--- DIRECTIONS FOR THIS TASK ---
Pick out every line of the items below that contains the word "metal", and copy each one. Case counts, so a line matches only when the word has the same capitalization.

--- THE DATA ---
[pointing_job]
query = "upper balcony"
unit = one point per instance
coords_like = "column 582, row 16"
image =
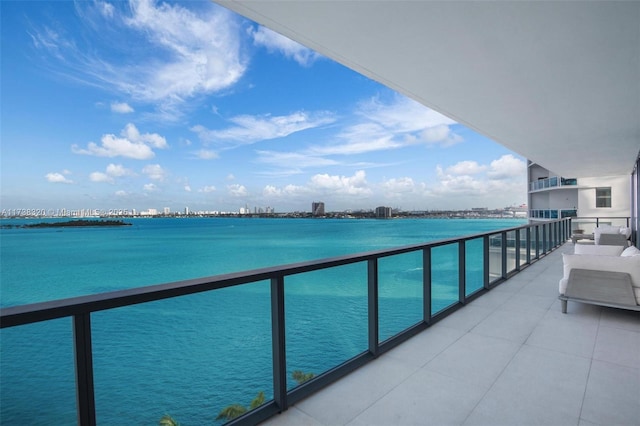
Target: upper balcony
column 553, row 182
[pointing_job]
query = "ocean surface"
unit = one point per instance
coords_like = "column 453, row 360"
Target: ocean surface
column 192, row 356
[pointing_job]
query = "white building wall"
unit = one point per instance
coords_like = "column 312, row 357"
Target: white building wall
column 620, row 200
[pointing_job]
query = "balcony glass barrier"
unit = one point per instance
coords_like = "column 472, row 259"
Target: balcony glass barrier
column 326, row 319
column 279, row 328
column 444, row 277
column 48, row 348
column 551, row 182
column 400, row 293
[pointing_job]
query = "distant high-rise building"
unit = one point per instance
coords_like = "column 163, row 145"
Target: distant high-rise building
column 383, row 212
column 317, row 208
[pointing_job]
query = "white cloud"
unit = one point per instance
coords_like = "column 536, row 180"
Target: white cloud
column 237, row 190
column 150, row 187
column 350, row 185
column 249, row 129
column 382, row 126
column 106, row 9
column 295, row 160
column 279, row 43
column 395, row 187
column 112, row 171
column 131, row 144
column 179, row 54
column 207, row 154
column 118, row 170
column 155, row 172
column 121, row 107
column 57, row 178
column 466, row 168
column 100, row 177
column 507, row 167
column 441, row 134
column 504, row 180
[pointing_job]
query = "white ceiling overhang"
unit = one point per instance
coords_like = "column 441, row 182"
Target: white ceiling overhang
column 556, row 82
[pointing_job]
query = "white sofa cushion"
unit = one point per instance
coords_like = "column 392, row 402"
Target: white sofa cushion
column 604, row 229
column 628, row 264
column 625, row 231
column 598, row 250
column 630, row 251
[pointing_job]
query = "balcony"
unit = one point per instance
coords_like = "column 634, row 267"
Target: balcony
column 552, row 214
column 552, row 182
column 508, row 358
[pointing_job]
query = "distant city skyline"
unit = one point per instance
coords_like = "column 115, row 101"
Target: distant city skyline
column 112, row 105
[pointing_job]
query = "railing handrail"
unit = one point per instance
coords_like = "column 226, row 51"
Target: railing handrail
column 60, row 308
column 545, row 235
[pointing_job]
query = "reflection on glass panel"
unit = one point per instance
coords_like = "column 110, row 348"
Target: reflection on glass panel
column 326, row 318
column 400, row 293
column 474, row 259
column 189, row 357
column 495, row 257
column 533, row 242
column 444, row 277
column 524, row 247
column 37, row 374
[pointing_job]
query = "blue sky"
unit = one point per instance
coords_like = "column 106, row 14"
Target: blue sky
column 116, row 105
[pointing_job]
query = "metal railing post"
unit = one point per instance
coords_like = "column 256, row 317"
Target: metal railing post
column 426, row 284
column 85, row 399
column 462, row 272
column 503, row 253
column 486, row 262
column 517, row 249
column 372, row 273
column 528, row 236
column 278, row 342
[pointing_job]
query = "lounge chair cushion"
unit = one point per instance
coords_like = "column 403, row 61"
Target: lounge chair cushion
column 630, row 251
column 628, row 264
column 598, row 250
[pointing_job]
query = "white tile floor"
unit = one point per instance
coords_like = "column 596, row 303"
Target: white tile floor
column 509, row 358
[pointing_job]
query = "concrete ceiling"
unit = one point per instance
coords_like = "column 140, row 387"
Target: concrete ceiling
column 556, row 82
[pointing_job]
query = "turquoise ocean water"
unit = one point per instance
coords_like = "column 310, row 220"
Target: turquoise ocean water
column 192, row 356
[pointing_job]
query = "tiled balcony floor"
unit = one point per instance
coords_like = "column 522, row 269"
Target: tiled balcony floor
column 508, row 358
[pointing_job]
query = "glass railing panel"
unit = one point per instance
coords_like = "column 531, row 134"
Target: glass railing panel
column 533, row 242
column 37, row 374
column 444, row 277
column 495, row 257
column 326, row 318
column 474, row 265
column 400, row 291
column 511, row 251
column 196, row 355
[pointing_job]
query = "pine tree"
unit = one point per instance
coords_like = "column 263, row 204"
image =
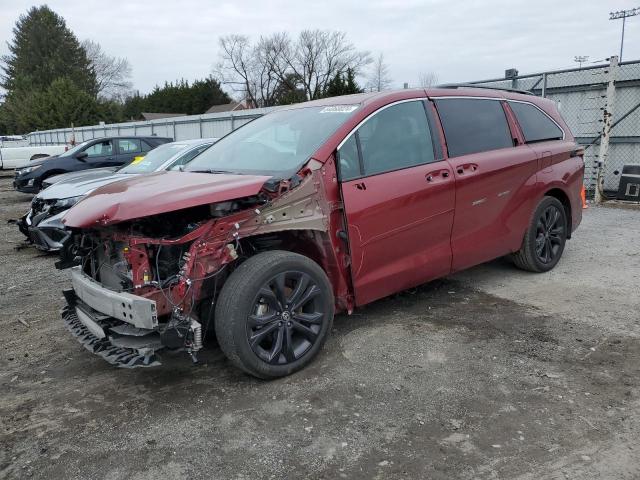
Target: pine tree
column 45, row 49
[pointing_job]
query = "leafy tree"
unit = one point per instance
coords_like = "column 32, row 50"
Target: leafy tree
column 315, row 57
column 342, row 84
column 113, row 74
column 44, row 49
column 179, row 97
column 379, row 78
column 58, row 106
column 289, row 91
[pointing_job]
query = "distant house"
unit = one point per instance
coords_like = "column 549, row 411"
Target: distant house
column 229, row 107
column 158, row 116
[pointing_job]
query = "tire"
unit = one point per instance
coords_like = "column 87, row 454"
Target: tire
column 543, row 244
column 259, row 336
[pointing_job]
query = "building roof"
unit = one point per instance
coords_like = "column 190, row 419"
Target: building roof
column 226, row 107
column 158, row 115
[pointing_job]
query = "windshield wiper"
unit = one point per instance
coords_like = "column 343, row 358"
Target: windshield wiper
column 212, row 171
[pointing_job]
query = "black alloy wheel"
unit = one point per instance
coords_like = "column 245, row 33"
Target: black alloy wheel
column 274, row 313
column 286, row 318
column 550, row 234
column 545, row 238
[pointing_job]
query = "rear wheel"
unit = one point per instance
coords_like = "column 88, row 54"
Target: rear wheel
column 274, row 314
column 545, row 238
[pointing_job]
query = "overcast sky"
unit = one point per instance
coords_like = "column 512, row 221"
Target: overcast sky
column 459, row 41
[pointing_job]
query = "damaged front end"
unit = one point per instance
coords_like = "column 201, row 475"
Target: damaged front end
column 141, row 285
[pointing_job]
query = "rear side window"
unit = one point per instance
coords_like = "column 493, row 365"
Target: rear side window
column 536, row 126
column 473, row 125
column 129, row 145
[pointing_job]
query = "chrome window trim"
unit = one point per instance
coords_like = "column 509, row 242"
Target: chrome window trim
column 364, row 120
column 564, row 134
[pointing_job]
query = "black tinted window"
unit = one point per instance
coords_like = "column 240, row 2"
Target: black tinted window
column 396, row 137
column 349, row 163
column 473, row 125
column 535, row 125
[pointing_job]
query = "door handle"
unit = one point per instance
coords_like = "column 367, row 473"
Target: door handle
column 431, row 176
column 467, row 168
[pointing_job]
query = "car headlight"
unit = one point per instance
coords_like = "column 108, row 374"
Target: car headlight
column 68, row 202
column 25, row 170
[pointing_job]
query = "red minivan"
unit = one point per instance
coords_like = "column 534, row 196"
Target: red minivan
column 316, row 208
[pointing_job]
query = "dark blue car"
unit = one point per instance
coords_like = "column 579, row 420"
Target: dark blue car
column 99, row 152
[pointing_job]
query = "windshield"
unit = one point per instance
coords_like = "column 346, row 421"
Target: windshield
column 274, row 144
column 154, row 159
column 75, row 149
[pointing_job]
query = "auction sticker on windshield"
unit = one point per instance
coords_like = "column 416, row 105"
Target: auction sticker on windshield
column 339, row 109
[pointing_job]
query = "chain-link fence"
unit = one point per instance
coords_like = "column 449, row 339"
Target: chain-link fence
column 601, row 105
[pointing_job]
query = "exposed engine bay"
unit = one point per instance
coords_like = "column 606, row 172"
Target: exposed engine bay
column 151, row 283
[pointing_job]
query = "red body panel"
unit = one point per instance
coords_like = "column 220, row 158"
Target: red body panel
column 495, row 195
column 402, row 230
column 399, row 228
column 157, row 193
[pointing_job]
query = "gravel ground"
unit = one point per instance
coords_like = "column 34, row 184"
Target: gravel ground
column 492, row 373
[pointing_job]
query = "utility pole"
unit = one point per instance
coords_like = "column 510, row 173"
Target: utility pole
column 623, row 14
column 580, row 59
column 607, row 119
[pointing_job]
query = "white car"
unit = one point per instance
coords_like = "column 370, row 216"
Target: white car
column 14, row 157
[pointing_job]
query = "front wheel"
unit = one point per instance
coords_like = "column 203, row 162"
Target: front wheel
column 274, row 314
column 545, row 238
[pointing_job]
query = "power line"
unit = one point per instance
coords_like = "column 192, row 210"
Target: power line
column 623, row 14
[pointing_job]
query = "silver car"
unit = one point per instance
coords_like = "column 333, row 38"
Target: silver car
column 42, row 224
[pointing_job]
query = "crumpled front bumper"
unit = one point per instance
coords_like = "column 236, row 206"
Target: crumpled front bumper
column 46, row 233
column 119, row 327
column 138, row 311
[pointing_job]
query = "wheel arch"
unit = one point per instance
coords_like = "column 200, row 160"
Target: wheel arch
column 563, row 198
column 313, row 244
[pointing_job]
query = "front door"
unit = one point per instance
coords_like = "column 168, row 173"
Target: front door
column 495, row 180
column 399, row 202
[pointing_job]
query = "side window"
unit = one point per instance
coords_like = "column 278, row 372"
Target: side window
column 129, row 145
column 348, row 161
column 535, row 125
column 396, row 137
column 473, row 125
column 100, row 149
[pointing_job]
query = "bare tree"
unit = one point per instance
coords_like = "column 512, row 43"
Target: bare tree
column 312, row 60
column 379, row 76
column 428, row 79
column 113, row 74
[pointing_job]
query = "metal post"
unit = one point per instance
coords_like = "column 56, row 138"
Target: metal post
column 624, row 20
column 607, row 118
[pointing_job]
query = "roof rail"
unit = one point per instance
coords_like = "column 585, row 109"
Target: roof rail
column 471, row 85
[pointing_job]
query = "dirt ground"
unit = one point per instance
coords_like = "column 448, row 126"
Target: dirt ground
column 493, row 373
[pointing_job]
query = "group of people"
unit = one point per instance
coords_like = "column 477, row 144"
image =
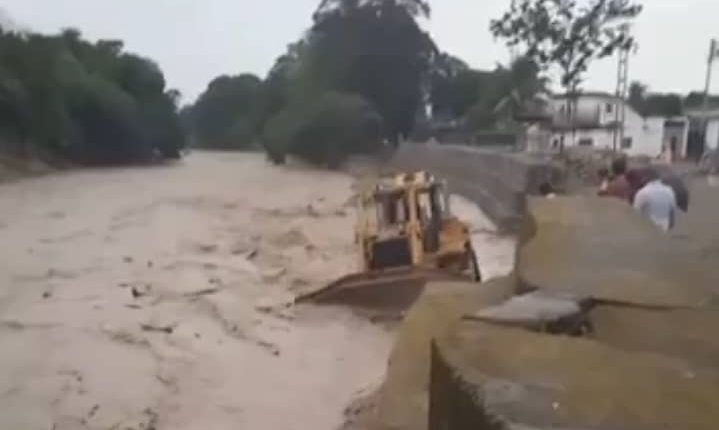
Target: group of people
column 645, row 190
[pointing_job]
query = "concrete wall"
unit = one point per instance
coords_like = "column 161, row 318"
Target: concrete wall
column 644, row 303
column 497, row 181
column 712, row 136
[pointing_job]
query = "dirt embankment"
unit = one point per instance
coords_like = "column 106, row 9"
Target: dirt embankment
column 154, row 298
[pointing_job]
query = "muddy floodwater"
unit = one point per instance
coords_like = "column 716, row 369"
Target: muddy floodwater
column 137, row 298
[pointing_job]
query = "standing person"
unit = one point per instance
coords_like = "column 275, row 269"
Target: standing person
column 603, row 175
column 618, row 186
column 657, row 201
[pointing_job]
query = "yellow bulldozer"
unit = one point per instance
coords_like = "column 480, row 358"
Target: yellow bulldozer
column 406, row 235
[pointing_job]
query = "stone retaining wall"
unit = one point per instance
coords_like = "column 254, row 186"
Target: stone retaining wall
column 497, row 181
column 645, row 355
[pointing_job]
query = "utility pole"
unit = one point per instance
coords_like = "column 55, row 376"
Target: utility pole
column 707, row 87
column 620, row 112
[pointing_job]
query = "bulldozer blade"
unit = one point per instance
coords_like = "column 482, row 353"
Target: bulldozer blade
column 395, row 289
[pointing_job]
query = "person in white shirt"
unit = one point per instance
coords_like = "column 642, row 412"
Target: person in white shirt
column 657, row 201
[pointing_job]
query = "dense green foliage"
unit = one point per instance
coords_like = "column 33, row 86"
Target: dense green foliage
column 88, row 102
column 567, row 34
column 325, row 130
column 651, row 104
column 359, row 73
column 225, row 116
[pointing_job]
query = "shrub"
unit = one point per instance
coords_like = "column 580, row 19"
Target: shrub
column 324, row 131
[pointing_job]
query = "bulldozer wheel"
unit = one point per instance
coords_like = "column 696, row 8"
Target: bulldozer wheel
column 476, row 273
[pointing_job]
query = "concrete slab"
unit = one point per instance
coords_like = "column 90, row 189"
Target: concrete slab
column 488, row 376
column 602, row 249
column 403, row 399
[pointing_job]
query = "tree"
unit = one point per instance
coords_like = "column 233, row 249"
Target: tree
column 652, row 104
column 225, row 115
column 637, row 94
column 375, row 49
column 454, row 87
column 91, row 102
column 325, row 130
column 566, row 33
column 504, row 93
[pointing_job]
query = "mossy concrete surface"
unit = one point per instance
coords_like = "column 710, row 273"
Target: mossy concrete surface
column 646, row 357
column 496, row 375
column 403, row 399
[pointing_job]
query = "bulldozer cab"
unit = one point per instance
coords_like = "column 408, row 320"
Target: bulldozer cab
column 406, row 236
column 401, row 220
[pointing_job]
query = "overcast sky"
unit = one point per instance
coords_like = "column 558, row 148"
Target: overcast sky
column 196, row 40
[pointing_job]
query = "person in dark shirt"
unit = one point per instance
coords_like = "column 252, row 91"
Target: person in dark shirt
column 618, row 186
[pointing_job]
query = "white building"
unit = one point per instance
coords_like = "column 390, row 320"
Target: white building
column 592, row 121
column 710, row 119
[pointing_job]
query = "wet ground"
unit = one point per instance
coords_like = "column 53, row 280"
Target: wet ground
column 156, row 298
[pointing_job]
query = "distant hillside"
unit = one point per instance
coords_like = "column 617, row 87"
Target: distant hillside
column 7, row 23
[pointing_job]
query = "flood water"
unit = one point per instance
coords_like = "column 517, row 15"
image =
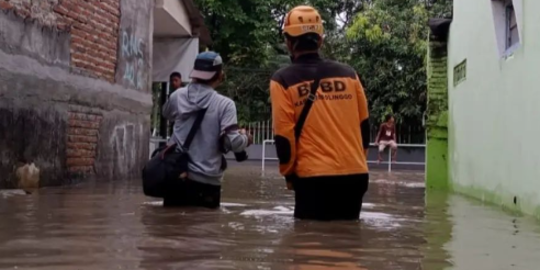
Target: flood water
column 111, row 225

--- RESULT FOR THIS EXERCISE ---
query = "metal railing post"
Target: metal railing post
query = "metal post"
Target: metal post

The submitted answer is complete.